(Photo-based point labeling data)
····················
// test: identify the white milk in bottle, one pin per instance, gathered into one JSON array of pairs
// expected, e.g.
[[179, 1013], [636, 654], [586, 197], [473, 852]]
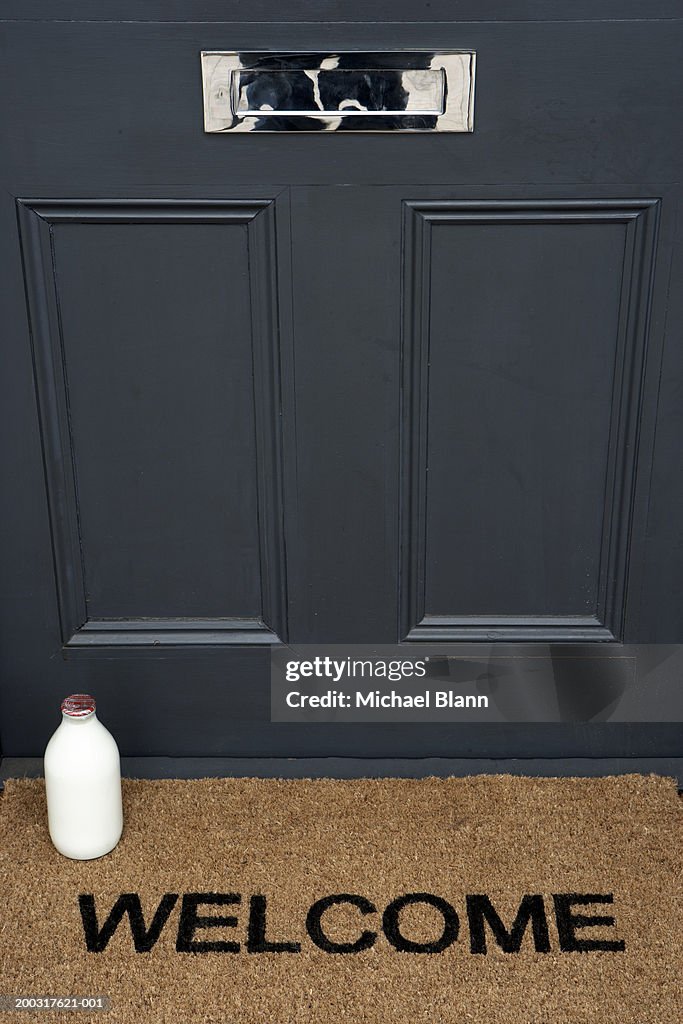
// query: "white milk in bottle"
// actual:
[[83, 782]]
····················
= WHAT IS EXPECTED =
Write out the lines above again, swapping every "bottle" for "jar" and keeping everything else the same. Don't include the picture.

= FINAL ANSWER =
// test: identify the white milk in jar, one pin per instance, gathered into one JSON array of pairs
// expected, e.g.
[[179, 1013], [636, 654], [586, 197], [473, 852]]
// query: "white milk in jar"
// actual:
[[83, 782]]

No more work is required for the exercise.